**Exercise details:**
Read the records and write them out again exactly.

**Provided records:**
***

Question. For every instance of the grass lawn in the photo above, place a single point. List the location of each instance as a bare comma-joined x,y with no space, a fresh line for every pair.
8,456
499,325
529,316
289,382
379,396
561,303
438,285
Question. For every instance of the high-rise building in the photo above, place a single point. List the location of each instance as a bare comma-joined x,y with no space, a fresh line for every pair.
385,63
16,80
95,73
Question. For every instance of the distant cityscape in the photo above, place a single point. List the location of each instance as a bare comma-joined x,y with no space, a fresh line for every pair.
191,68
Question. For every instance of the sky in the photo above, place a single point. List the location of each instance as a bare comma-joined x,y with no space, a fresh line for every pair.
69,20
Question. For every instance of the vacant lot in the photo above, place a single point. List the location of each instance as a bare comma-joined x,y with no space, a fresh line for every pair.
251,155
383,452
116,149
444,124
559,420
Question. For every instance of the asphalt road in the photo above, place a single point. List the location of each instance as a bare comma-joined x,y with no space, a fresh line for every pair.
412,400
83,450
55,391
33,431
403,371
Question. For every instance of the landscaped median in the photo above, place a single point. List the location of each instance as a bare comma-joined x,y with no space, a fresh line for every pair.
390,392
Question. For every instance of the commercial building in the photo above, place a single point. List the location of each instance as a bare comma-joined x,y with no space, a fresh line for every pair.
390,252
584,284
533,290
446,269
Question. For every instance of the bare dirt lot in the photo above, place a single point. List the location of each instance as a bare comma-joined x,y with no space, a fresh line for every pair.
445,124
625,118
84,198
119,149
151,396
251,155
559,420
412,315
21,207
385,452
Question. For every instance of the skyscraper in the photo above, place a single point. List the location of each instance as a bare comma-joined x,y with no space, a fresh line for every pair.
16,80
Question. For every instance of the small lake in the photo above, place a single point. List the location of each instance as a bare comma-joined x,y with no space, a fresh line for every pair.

***

**Correct output:**
Question. For every instance of the grass lawn in the photo above, place a single point. List the location of each instance as a bare comma-joined x,y with no space, a fresh line for every pair.
8,456
499,325
529,316
289,382
379,396
561,303
438,285
Question. For every instance of the high-rise building in the photo above, place a single point. List the location of each instance as a bare comma-joined x,y with no space, a fresh line for every pair.
385,63
16,80
95,73
Question. For every instance of the distant cityscape in the photo above, place a single point. List the location of each instance as a bare comma-joined x,y with no space, a fresh line for every pair.
191,68
Question. For every instance of the sky in the photo above, place a single point. List the location of each instance as a bare comma-joined x,y with no space, a fresh line for every pair.
69,20
Question. For every instance of the vacant lot in the photo above, place a single point. List the location of each instance as a bare comma-joined x,y with no space, a fresh line for every pair.
251,155
383,452
116,149
444,124
559,420
Question. For every instance of the asphalt road in the photo above, place a single point. List the location of each instance as a bare comma-joined x,y with no space, a fresh line for every pair.
412,400
83,450
55,391
33,431
403,371
Question. For every instance of the landscaped median in the photo above, place a single point. List the location of each instance as a bare comma-joined x,y with no space, a fresh line for every pair.
390,392
Question. For every instance of the commercial building in the photo above, place a single point. List the location of each instance as a bare comma-joined x,y with no space, a fresh line for every pair.
390,252
584,284
533,290
446,269
Question. For every instance of the bare dirt lot in the photo above, place a single point. List the location of each instance as a bare comma-joined x,y with no space, a fresh line for every pair.
445,124
625,118
84,198
119,149
151,396
251,155
559,420
412,315
21,207
385,452
Question. For every instance of the skyscraper in the photo above, place a single point. List the location of each instance as a bare comma-joined x,y with no space, a fresh line for every pair.
16,80
Question. For every instance of the small lake in the photo above, place a single point. List the location of each instance as a bare comma-joined x,y with no space, a fresh line for every pair.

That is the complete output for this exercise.